Will you restate verbatim the lines running from the line with "Pin a point on every instance of the car headlight" to the end of the data, leaving out everything else?

▼

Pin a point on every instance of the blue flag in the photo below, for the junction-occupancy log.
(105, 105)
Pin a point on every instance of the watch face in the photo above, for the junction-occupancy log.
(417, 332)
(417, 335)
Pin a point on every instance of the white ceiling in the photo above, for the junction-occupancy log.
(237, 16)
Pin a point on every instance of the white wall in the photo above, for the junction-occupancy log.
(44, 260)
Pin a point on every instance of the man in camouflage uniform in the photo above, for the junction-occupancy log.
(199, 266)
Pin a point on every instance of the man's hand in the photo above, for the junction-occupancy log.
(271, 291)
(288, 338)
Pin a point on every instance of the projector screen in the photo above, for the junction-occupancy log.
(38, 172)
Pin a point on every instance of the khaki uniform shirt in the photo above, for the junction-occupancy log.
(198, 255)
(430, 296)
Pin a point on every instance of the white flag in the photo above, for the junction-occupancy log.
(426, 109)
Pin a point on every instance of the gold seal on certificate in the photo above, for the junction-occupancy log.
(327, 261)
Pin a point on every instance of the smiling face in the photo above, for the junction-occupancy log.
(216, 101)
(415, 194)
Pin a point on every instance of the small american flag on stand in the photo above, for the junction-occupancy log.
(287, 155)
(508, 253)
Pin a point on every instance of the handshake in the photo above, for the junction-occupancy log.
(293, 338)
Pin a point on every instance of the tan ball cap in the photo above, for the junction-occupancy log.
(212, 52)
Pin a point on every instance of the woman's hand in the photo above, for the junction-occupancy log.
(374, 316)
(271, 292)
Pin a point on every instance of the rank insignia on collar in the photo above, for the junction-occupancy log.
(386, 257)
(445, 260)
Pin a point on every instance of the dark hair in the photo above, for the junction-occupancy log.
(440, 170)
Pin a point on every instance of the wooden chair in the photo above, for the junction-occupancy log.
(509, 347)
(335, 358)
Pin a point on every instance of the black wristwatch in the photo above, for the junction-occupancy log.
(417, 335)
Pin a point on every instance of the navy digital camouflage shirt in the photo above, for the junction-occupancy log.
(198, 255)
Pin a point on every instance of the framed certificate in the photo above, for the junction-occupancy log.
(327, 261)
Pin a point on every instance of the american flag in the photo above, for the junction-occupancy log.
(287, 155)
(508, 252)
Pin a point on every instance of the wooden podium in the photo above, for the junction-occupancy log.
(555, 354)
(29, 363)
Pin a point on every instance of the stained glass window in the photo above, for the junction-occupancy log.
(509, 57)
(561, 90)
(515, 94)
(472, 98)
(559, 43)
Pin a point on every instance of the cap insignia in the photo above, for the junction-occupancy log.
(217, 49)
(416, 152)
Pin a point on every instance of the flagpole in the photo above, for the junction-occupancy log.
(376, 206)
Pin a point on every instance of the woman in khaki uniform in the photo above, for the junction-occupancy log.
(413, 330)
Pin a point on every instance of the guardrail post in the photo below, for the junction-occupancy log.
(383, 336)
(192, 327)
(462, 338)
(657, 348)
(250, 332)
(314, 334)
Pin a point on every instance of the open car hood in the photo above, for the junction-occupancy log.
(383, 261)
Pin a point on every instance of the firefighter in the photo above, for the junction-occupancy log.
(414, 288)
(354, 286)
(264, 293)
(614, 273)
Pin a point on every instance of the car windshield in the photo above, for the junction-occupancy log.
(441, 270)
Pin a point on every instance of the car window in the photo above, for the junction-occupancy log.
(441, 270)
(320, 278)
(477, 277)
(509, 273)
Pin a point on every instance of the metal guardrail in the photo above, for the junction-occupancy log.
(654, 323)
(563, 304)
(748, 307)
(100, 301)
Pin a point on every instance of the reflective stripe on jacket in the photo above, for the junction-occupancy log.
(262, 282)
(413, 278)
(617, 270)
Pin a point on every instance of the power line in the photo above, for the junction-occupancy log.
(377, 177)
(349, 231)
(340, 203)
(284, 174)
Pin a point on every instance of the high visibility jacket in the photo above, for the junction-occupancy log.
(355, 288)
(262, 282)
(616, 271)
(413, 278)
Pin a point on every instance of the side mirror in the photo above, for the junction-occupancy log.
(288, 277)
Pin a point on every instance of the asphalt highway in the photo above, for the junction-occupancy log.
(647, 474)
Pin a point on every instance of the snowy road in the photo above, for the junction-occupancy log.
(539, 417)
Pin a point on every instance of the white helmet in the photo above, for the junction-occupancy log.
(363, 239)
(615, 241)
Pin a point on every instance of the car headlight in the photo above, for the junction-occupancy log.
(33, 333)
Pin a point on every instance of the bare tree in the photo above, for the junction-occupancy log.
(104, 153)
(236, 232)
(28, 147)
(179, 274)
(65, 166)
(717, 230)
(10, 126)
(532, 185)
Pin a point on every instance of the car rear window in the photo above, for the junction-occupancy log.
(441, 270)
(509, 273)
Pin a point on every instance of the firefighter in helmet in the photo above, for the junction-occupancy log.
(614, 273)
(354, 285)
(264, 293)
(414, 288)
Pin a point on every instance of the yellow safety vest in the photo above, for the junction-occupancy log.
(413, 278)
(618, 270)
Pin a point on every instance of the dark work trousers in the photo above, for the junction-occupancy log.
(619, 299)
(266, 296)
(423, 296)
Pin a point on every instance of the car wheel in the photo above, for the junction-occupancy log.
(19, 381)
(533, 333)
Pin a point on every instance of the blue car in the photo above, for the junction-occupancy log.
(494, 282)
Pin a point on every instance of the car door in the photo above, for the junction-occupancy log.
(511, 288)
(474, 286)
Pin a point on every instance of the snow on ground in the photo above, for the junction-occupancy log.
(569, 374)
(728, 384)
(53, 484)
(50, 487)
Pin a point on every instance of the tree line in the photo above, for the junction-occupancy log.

▲

Final answer:
Pin a point on every instance of the car headlight in the photo above, for the junction-occupancy log.
(33, 333)
Pin a point on every instance of the bare tree in the photo above, for the junction-occupancy log.
(104, 153)
(236, 232)
(28, 147)
(179, 274)
(65, 166)
(717, 230)
(10, 126)
(532, 185)
Pin a point on every instance of the car rear window in the photo above, for the junction-occupancy log.
(441, 270)
(509, 273)
Pin a point on every instance of the firefighter in helmet in the photo above, for the junction-occupancy log.
(614, 273)
(354, 285)
(264, 293)
(414, 288)
Pin a point on every instance of the yellow safety vest in the photo above, for the junction-occupancy log.
(413, 278)
(618, 270)
Pin a point on every instance of the dark work trousers in the photo above, for the junction-occupancy log.
(619, 299)
(266, 296)
(423, 296)
Pin a point on every instance of the car wheel in the photo above, for the junction-occupancy log.
(19, 381)
(533, 333)
Pin a point on every instance of the blue car in the photo above, for the junction-occupancy log.
(494, 282)
Pin a point on every instance of the car door in the photo above, for the junction-occupancy log.
(511, 288)
(474, 286)
Pin a point on every instance of the snow on ground in the photo above, for the junction-occupancy log.
(569, 374)
(728, 384)
(53, 484)
(50, 487)
Pin a point on every instance of the tree line in the photo above, for the junction-occupancy log.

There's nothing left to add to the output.